• Texte de la page:
--------
En conséquence, M. [MO] demande à la cour de statuer ainsi qu'il suit :

DIRE l'appel recevable ;

INFIRMER le jugement entrepris ;

APPLIQUER les articles Lp 121-l et Lp 121-2 du code du travail de la Nouvelle-Calédonie et l'accord interprofessionnel territorial (article 39 de l'AIT) ;

CONSTATER que M. [C] [MO], employé par Mme [P] [V], n'a jamais reçu les bulletins de paie depuis le mois de juin 2014 à juillet 2018 ;

ORDONNER à Mme [P] [V] de remettre à M. [C] [MO] les bulletins de paie, le certificat de travail ainsi que le reçu pour solde de tout compte sous astreinte de 5 000 F CFP par jours de retard dans le délai de 15 jours après signification de l'arrêt ;

CONSTATER que M. [C] [MO] n"a pas été déclaré à la CAFAT ;

ORDONNER à Mme [P] [V] d'avoir à payer les cotisations sociales à la CAFAT de 2014 à juillet 2018 dans le délai de 15 jours après signification de l'arrêt et à défaut fixer une astreinte de 5 000 F CFP par jour de retard ;

DIRE ET JUGER qu'il n'a pas perçu l'intégralité de ses salaires depuis juin 2014 ;

DIRE ET JUGER que Mme [P] [V] n'a pas respecté la procédure de licenciement ;

DONNER ACTE à M. [C] [MO] de ce qu'il a pris acte de la rupture de son contrat de travail à compter de juillet 2018 ;

LA CONDAMNER à payer à M. [C] [MO] les sommes de :

- 5 978 000 F CFP au titre du solde des salaires dû depuis juin 2014 à juillet 2018 ;

- 380 000 F CFP au titre des indemnités de congés-payés de juin 2014 à décembre 2016 ;

- 1 500 000 F CFP à titre de dommages-intérêts à titre de licenciement sans cause réelle, ni sérieuse ;

- 152.000 F CFP au titre de l'indemnité de préavis ;

- 12.666 F CFP au titre de l'indemnité de congés-payés correspondant au mois de préavis ;

LA CONDAMNER aux entiers dépens ;

FIXER le nombre d'unités de valeur alloué à Maître [Y] [O].
--------
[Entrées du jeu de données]
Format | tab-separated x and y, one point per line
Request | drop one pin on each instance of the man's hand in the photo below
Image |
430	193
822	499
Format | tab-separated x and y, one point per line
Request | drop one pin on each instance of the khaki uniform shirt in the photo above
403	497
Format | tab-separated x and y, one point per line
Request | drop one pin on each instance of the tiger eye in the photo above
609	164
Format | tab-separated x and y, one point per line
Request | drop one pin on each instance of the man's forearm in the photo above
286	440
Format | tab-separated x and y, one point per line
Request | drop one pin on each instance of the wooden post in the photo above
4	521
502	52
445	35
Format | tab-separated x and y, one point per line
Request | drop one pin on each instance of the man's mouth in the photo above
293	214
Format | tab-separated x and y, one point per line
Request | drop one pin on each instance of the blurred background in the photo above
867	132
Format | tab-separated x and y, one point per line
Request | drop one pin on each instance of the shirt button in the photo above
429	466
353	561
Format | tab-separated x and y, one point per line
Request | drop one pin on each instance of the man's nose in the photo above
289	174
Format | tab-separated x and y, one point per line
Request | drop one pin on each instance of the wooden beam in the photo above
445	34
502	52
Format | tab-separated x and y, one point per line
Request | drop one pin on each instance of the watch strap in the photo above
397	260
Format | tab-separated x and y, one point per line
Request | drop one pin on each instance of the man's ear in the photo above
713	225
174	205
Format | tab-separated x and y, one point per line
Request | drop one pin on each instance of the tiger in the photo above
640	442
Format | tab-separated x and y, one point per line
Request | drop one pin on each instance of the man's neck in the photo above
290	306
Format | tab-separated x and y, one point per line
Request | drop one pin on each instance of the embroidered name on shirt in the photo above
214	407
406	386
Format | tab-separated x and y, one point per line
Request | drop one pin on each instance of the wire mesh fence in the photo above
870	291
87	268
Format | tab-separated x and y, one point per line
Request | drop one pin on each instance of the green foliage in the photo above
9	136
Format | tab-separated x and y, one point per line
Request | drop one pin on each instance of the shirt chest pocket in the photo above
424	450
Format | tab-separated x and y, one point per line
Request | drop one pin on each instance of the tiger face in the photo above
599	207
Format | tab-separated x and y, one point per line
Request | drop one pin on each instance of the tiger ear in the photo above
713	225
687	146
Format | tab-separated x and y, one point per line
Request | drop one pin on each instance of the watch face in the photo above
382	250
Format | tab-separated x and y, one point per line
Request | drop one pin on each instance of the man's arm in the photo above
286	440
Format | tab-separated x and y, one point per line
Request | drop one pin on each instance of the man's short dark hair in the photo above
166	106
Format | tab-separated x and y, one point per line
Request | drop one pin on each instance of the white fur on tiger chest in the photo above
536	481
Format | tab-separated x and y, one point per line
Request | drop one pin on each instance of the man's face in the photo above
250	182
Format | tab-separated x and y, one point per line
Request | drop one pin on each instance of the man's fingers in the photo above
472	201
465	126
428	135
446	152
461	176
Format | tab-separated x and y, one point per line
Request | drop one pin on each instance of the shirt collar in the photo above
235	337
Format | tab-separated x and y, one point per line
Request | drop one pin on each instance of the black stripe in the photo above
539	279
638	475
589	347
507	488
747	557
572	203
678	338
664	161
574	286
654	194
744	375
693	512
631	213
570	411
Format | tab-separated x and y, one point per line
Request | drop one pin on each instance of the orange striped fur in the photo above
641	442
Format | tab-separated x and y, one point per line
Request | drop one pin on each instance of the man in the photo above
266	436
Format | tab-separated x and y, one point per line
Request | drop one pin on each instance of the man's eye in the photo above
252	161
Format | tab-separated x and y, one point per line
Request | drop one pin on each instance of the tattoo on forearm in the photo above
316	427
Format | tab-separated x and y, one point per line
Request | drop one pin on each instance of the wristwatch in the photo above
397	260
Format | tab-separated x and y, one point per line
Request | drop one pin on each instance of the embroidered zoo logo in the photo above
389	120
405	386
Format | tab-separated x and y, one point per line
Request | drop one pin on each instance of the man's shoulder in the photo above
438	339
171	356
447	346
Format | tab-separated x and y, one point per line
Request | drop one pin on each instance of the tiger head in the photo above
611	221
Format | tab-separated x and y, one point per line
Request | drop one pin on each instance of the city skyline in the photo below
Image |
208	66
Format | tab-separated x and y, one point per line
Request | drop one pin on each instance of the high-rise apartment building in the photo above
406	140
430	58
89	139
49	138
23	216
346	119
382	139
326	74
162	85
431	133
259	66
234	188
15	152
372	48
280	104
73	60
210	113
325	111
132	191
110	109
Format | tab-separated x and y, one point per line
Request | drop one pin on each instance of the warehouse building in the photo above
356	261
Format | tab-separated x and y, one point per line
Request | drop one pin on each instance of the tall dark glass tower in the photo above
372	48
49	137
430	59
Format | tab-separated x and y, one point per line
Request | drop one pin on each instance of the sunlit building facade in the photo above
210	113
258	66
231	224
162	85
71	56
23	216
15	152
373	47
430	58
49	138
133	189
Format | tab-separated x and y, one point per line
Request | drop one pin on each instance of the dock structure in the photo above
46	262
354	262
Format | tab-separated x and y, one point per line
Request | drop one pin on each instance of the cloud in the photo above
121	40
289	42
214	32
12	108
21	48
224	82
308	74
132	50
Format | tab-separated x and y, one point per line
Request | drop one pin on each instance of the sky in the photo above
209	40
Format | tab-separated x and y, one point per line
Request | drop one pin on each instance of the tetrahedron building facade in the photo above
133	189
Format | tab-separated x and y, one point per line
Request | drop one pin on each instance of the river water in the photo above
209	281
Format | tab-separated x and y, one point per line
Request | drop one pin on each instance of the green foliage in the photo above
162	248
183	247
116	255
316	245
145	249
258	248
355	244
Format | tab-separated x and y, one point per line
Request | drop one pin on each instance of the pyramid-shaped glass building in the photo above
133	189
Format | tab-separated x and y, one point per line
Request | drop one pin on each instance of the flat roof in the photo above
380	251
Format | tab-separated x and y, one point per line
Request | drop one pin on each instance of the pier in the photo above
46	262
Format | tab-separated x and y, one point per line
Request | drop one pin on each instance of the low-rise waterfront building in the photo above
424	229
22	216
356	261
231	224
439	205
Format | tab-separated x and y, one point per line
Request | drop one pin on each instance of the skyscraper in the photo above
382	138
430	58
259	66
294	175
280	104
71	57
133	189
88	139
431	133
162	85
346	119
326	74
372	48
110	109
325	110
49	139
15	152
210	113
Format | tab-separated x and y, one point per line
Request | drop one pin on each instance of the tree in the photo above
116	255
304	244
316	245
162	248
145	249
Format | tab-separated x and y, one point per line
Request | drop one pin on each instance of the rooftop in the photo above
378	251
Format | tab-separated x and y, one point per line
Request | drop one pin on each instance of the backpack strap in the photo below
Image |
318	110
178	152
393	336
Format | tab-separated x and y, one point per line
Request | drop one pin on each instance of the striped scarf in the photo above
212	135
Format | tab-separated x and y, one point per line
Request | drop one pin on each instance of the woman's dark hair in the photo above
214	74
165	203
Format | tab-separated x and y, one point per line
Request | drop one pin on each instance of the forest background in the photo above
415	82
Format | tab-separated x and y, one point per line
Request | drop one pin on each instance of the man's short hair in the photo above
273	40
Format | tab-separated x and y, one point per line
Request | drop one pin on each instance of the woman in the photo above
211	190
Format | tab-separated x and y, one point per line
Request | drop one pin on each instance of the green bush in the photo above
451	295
--------
• Consigne:
Prolongez le texte des demandes présentées à la cour en reprenant juste après sa dernière phrase.

• Corrigé:
*****************
Mme [V], par conclusions enregistrées au RPVA le 10 mai 2021 fait valoir, pour l'essentiel :

- que la version avancée par M. [MO] selon laquelle il aurait été son salarié ne repose sur aucun élément sérieux ;

- que les quatre témoignages produits en appel émanent de personnes ayant des liens de parenté étroits avec M.[MO], sont rédigés en des termes identiques et n'établissent aucunement une quelconque relation salariée ; qu'en outre, la cour ne pourra que constater que leurs précisions tenant notamment aux horaires et aux jours travaillés auraient nécessité que leurs auteurs soient présents tout au long de la journée et de la semaine pour démontrer leur sincérité, ce qui n'est aucunement établi ou même soutenu ;

- que si M.[MO] a effectivement pu demeurer dans un bungalow appartenant à Mme [V], cet hébergement gracieux l'avait été à la demande de M.[X] [I] alors que M.[MO] intervenait en qualité de sous- traitant sur le chantier de construction de la fille de M.[X] [I] ; que ce dernier confirme que M.[MO] n'était pas employé chez Mme [V] ; que M.[J], peintre en bâtiments, affirme n'avoir jamais vu M. [MO] travailler pour Mme [V] au cours des dix années lors desquelles les travaux du [Adresse 7] ont duré et à l'occasion desquelles il allait souvent manger chez Mme [V] ; que Mme [H] [T] et M.[B] [T], filleul de Mme [V], confirment également cet état de fait, M. [T] précisant que M.[MO] allait faire des travaux chez des particuliers en tant que patenté ;

- qu'à titre subsidiaire, elle relève que la prise d'acte avancée par M. [MO] qui aurait dû expliciter ses raisons ne lui a jamais été adressée en lettre recommandée avec accusé de réception ;

- qu'au titre de son appel incident, elle ajoute qu'elle a été meurtrie par cette procédure et qu'elle demande qu'une somme de 500 000 F CFP lui soit versée.

En conséquence, Mme [V] demande à la cour de statuer ainsi qu'il suit :

DIRE bien jugé et mal appelé,

CONFIRMER le jugement du tribunal du travail en date du 18 décembre 2020 en toutes ses dispositions ;

DÉBOUTER M. [C] [MO] de l'ensemble de ses demandes fins et prétentions dès lors qu'il est établi qu'il n'était pas lié à Mme [P] [V] par un contrat de travail ;

CONDAMNER M. [C] [MO] au paiement de la somme de 500 000 F CFP par application des dispositions de l'article 700 du code de procédure civile de la Nouvelle-Calédonie.

CONDAMNER M. [C] [MO] aux entiers dépens.

*****************
L'ordonnance de fixation de la date de l'audience a été rendue le 19 juillet 2021.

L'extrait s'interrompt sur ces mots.